** Opening SELECTED EXTRACT block **

As a loving Father, God would never rush one of His children into a relationship where one or both parties are not ready. He would not risk your or the other person’s heart, nor would He risk His name. He is the God of love, and creating a situation that would end in nothing but heartache and pain is not love. The relationship is only right when it happens as God leads, from the first meeting to your final moments together.

Now, for others, God’s plan may be for you to remain single for as long as He has you here on Earth. The Apostle Paul was not married, and in his letter to the church in Corinth, he exhorts,

“I wish that all were as I myself am. But each has his own gift from God, one of one kind

and one of another. To the unmarried and the widows I say that it is good for them to

remain single, as I am” (1 Corinthians 7:7-8).

Paul is not saying singleness is the ultimate goal for everyone, but for those whom God has called to remain single like him, it is best to abide by the plan (gift) God has given them. In fact, Paul says exactly that later in his letter after he addresses all Christians, single, married and widowed; he says, “Only let each person lead the life that the Lord has assigned to him, and to which God has called him. This is my rule in all the churches” (v. 17).

God had a specific plan for Paul, and it did not involve marriage; the same may be for you. God may want to use your singleness as an example to show that true fulfillment happens only in a life devoted to Him or perhaps He wants to utilize the benefits singleness provides (time flexibility, freedom to move on a whim, etc.) to further His Kingdom in a way a married person could not.

God had a specific plan for Paul, and it did not involve marriage; the same may be for you.

** Closing SELECTED EXTRACT block **
** Opening DATA TO EXAMINE block **

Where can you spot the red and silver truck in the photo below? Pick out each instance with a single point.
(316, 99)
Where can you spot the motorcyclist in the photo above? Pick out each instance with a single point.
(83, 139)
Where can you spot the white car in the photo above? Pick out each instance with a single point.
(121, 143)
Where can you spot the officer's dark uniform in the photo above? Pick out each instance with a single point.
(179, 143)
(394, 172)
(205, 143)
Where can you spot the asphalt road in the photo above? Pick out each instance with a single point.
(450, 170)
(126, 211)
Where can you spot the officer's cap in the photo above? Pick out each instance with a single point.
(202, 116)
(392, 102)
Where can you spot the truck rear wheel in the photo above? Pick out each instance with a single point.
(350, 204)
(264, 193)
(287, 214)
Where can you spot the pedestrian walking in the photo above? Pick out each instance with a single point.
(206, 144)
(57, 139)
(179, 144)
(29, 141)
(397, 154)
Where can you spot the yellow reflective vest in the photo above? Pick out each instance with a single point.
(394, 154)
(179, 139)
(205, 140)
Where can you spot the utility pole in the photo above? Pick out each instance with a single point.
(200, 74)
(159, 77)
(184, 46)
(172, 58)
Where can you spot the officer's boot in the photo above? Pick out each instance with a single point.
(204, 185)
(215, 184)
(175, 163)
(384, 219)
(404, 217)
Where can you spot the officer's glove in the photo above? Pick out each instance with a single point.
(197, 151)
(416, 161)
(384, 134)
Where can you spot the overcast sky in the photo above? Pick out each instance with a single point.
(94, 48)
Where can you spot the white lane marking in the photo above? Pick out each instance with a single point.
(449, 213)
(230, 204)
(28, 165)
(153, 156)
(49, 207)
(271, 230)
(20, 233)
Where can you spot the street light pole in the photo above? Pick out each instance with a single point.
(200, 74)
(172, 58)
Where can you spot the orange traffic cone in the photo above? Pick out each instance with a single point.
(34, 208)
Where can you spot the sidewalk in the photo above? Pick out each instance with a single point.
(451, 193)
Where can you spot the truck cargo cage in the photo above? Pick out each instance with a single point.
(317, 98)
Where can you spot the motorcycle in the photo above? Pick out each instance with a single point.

** Closing DATA TO EXAMINE block **

Please write out the devotional text from "As a loving" to "final moments together.", changing "heartache" to "sorrow". The items play no part in what you are asked to do.

#### [RESULT OF THE TASK]
As a loving Father, God would never rush one of His children into a relationship where one or both parties are not ready. He would not risk your or the other person’s heart, nor would He risk His name. He is the God of love, and creating a situation that would end in nothing but sorrow and pain is not love. The relationship is only right when it happens as God leads, from the first meeting to your final moments together.